### TASK BRIEF
Pick out every line of the items below that contains the word "photo", and copy each one in full. Case counts.

### DATASET ENTRIES

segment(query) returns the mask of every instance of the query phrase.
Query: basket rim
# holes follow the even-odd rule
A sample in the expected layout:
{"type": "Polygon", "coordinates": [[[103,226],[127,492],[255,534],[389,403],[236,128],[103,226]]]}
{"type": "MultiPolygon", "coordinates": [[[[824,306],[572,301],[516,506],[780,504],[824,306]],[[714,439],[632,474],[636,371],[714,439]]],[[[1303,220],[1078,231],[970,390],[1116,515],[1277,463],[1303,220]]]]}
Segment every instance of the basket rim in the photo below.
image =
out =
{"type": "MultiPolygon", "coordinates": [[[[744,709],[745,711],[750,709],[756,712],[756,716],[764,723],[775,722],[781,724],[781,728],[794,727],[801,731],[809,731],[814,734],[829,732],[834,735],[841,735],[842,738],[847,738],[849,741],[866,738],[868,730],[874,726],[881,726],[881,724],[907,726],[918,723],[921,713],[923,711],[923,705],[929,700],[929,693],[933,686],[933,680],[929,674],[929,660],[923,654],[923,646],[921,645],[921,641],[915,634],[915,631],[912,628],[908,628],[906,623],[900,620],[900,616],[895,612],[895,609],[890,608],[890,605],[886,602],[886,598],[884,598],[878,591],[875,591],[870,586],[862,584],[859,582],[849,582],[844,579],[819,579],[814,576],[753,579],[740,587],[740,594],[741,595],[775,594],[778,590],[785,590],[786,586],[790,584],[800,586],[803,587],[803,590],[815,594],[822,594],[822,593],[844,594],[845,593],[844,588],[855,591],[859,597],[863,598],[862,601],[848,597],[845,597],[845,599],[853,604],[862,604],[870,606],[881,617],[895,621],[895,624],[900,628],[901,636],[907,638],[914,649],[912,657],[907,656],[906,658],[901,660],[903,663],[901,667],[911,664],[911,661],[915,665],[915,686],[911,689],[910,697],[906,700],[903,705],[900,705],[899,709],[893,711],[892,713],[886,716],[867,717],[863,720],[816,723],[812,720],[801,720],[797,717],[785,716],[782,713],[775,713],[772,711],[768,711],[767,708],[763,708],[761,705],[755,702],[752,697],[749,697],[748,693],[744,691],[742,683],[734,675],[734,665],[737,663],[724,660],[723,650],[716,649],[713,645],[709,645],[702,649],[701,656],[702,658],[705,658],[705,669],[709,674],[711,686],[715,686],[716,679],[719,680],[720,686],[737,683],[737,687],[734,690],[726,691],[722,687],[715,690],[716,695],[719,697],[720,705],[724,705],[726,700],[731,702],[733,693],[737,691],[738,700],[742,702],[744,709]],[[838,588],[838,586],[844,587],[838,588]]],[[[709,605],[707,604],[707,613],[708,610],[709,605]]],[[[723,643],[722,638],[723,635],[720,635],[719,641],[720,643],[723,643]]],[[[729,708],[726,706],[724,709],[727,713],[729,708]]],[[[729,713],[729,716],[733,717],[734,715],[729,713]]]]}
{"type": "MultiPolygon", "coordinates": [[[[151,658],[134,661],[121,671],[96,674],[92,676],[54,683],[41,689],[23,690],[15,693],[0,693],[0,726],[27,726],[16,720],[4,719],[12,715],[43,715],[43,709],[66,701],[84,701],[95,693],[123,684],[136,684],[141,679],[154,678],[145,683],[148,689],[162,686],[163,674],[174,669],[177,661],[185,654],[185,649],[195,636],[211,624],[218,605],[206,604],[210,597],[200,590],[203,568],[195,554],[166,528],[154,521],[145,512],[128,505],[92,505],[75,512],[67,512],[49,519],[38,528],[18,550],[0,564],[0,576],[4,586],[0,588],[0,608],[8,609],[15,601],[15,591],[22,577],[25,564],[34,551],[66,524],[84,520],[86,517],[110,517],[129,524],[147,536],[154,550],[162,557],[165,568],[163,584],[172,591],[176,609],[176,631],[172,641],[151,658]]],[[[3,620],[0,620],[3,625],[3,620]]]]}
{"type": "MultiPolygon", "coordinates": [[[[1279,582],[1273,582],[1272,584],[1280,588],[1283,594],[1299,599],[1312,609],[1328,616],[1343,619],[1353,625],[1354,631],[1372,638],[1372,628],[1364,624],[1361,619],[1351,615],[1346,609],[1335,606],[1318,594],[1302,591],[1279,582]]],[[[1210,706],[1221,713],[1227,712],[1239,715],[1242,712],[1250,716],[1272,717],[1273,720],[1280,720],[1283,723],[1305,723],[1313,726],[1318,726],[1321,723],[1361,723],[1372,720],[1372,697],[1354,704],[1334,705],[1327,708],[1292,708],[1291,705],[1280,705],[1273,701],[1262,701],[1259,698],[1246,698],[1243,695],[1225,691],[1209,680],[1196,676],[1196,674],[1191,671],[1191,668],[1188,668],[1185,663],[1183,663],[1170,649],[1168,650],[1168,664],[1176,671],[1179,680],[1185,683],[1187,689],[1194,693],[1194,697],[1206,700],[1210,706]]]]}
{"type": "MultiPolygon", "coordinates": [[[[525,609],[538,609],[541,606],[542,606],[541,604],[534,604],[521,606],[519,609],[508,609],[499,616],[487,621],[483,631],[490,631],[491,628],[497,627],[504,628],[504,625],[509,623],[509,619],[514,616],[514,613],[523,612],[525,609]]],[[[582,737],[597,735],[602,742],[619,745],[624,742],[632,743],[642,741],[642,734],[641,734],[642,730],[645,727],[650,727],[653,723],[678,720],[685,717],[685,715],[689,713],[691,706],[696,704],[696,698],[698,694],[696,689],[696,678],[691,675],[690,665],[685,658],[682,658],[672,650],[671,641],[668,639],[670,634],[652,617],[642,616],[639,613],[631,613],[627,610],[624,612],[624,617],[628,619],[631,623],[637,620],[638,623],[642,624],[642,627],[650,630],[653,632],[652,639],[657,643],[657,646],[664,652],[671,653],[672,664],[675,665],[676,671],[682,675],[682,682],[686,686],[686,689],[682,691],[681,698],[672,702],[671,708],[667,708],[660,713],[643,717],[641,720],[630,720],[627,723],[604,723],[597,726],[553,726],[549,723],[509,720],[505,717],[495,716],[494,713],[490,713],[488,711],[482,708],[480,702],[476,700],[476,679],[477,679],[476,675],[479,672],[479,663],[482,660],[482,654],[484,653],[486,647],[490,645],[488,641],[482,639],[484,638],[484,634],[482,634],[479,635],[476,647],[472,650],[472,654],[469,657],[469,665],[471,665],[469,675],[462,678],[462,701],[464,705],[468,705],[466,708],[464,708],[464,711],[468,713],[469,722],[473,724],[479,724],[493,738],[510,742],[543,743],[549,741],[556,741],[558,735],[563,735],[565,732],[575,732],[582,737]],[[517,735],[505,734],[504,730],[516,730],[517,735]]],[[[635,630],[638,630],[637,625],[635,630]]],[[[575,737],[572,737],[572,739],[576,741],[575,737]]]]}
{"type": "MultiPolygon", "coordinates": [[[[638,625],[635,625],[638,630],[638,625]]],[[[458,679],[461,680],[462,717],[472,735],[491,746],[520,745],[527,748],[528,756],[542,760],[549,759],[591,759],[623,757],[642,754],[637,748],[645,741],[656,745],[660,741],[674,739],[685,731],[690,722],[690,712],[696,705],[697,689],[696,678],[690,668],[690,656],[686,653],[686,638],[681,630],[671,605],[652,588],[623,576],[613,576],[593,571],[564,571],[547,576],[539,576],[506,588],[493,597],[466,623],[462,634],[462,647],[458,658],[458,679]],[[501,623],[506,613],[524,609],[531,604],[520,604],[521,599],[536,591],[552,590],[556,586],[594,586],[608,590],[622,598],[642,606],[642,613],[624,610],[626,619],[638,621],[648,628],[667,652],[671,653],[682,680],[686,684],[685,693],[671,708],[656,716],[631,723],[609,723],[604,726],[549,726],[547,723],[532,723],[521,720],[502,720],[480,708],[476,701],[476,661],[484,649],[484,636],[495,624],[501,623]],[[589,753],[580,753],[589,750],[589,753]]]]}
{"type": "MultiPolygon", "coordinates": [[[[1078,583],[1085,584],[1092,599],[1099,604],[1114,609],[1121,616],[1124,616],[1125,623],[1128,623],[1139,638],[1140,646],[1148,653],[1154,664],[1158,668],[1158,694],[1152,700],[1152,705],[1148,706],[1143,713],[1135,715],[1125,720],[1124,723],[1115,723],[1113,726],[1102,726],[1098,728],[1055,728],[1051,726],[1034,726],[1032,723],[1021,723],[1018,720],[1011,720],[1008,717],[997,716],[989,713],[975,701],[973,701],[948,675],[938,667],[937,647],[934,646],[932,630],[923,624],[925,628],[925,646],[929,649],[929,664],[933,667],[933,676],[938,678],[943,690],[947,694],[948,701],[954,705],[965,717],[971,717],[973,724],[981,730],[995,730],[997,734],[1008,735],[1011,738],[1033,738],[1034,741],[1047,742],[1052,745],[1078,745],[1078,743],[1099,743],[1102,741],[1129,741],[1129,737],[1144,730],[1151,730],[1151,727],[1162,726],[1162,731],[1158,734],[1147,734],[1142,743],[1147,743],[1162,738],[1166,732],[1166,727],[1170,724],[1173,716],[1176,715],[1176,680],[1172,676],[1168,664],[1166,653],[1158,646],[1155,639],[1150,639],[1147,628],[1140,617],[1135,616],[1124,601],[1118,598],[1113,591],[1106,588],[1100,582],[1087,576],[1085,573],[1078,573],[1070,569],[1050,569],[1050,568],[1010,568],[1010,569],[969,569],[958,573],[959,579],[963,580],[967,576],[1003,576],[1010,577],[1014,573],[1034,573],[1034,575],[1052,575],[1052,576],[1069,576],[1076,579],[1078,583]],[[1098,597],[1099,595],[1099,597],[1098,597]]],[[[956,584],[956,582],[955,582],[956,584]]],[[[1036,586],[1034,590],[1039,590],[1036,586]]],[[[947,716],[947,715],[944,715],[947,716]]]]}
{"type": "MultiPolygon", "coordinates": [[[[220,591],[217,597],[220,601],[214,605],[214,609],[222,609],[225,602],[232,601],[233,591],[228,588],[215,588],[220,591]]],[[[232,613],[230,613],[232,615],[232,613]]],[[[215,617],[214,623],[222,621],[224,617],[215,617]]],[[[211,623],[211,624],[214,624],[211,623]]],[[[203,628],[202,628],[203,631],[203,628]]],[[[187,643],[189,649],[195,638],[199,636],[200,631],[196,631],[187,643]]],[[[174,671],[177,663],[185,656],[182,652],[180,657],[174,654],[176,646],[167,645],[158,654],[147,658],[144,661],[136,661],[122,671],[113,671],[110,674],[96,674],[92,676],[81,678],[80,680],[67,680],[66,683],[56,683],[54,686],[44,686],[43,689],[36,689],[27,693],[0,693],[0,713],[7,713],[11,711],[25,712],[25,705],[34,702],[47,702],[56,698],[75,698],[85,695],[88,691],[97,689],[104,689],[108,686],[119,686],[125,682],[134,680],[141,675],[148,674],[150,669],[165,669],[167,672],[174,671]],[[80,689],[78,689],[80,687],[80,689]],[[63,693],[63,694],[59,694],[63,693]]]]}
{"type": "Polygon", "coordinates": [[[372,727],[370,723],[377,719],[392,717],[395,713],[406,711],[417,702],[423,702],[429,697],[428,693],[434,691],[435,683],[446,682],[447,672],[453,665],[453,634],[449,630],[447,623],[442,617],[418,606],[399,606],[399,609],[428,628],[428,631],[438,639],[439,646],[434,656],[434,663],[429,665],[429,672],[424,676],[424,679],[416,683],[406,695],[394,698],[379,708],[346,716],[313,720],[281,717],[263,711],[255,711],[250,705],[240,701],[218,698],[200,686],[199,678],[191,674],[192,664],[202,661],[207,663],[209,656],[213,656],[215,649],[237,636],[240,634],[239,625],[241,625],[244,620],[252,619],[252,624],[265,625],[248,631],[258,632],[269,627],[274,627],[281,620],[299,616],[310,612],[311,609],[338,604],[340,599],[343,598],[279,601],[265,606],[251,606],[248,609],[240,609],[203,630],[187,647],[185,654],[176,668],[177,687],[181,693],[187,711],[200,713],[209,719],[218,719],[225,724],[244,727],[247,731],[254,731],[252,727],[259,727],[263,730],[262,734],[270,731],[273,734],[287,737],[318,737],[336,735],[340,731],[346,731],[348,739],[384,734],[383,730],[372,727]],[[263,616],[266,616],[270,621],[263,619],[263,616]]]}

--

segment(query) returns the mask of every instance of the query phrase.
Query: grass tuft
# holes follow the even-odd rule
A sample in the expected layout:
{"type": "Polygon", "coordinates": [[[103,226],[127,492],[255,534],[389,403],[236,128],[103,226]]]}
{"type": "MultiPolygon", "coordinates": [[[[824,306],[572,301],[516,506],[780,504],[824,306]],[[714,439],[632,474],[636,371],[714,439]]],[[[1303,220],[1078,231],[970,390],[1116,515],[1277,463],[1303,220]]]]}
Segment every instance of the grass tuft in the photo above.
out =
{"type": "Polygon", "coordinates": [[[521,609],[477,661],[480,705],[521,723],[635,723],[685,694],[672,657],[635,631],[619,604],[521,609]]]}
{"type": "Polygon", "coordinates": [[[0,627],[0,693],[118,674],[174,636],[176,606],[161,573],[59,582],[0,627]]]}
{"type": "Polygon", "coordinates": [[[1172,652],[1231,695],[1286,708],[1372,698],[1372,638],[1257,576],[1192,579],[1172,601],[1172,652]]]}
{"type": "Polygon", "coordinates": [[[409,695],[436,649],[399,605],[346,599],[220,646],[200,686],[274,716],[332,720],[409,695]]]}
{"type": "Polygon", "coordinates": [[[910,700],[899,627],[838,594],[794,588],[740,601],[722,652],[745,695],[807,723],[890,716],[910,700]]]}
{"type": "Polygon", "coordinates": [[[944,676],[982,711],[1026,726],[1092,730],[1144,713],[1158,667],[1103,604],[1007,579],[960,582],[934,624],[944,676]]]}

### TASK OUTPUT
Segment every instance of the basket rim in the photo below.
Segment every instance of the grass tuft in the photo above.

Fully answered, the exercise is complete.